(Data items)

-----

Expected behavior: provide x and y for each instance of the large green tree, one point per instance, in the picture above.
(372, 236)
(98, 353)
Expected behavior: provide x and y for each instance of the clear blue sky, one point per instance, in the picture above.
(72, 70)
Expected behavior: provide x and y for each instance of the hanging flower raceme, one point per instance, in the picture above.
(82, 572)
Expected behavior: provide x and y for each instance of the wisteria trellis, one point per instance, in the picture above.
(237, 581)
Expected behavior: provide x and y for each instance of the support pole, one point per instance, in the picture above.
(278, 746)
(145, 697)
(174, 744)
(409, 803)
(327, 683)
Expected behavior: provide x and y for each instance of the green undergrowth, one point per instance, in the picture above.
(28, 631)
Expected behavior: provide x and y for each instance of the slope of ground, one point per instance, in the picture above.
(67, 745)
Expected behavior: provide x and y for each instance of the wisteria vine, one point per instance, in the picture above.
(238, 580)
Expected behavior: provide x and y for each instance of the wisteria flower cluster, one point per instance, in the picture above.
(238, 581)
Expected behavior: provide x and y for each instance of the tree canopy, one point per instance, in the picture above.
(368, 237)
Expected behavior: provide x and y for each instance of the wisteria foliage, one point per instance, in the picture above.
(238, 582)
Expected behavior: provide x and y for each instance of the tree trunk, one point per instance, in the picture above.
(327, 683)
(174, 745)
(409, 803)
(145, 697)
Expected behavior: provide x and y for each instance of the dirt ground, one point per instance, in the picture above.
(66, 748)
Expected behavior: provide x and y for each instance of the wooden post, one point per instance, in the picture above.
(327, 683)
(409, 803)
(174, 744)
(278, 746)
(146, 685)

-----

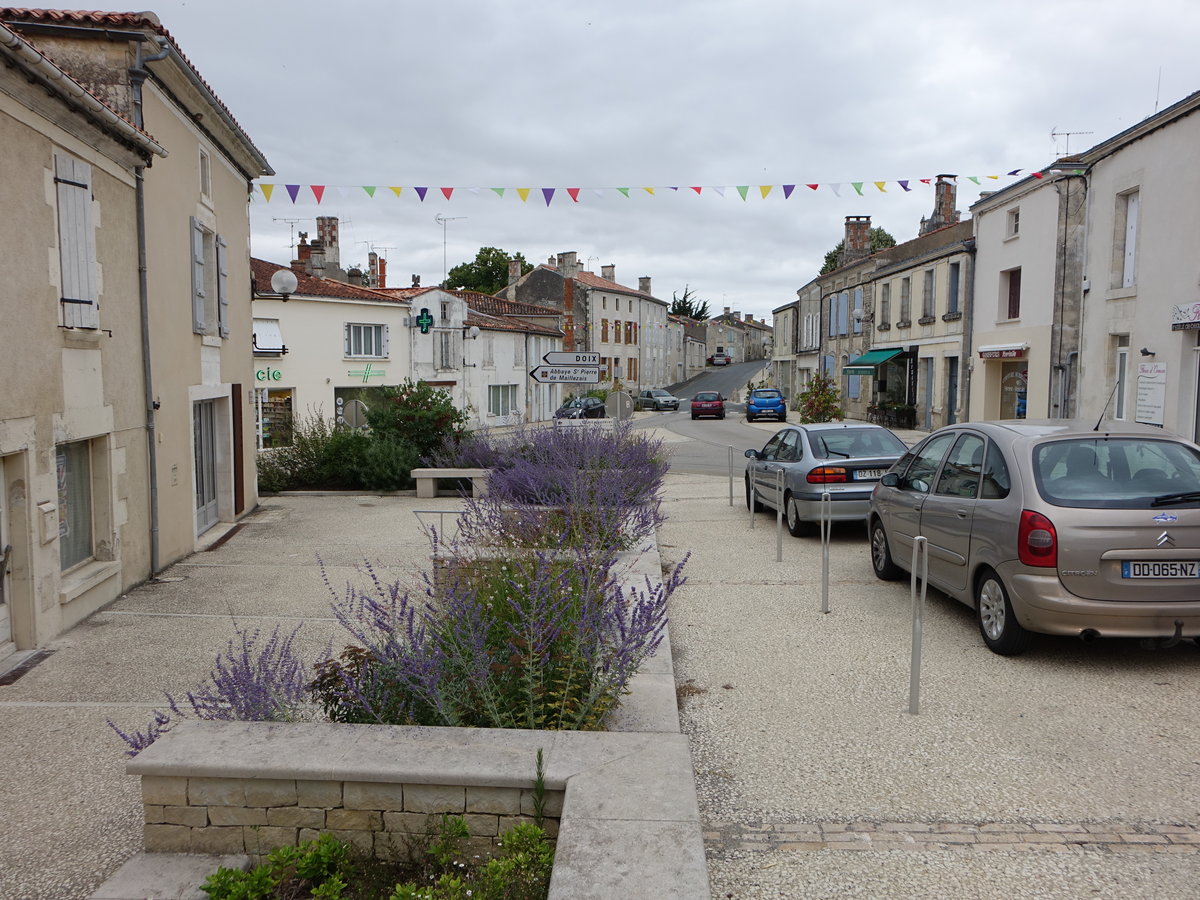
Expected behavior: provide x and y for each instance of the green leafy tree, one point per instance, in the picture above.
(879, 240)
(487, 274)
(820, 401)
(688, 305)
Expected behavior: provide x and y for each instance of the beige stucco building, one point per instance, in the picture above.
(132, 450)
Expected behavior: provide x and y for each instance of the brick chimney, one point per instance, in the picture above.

-----

- **EXERCISE DESCRIPTION**: The reply should consist solely of the lines above from the one that has "of the beige" through the one that has "of the brick", reproduced exactly.

- **SOLVED EXERCISE**:
Expected behavior: provide x and y for each instance of the beige stucco building, one point per instance, in the picture above.
(132, 450)
Expected behavior: provide x and y for each instance of the brick chimney, one point per instance, in the picture above.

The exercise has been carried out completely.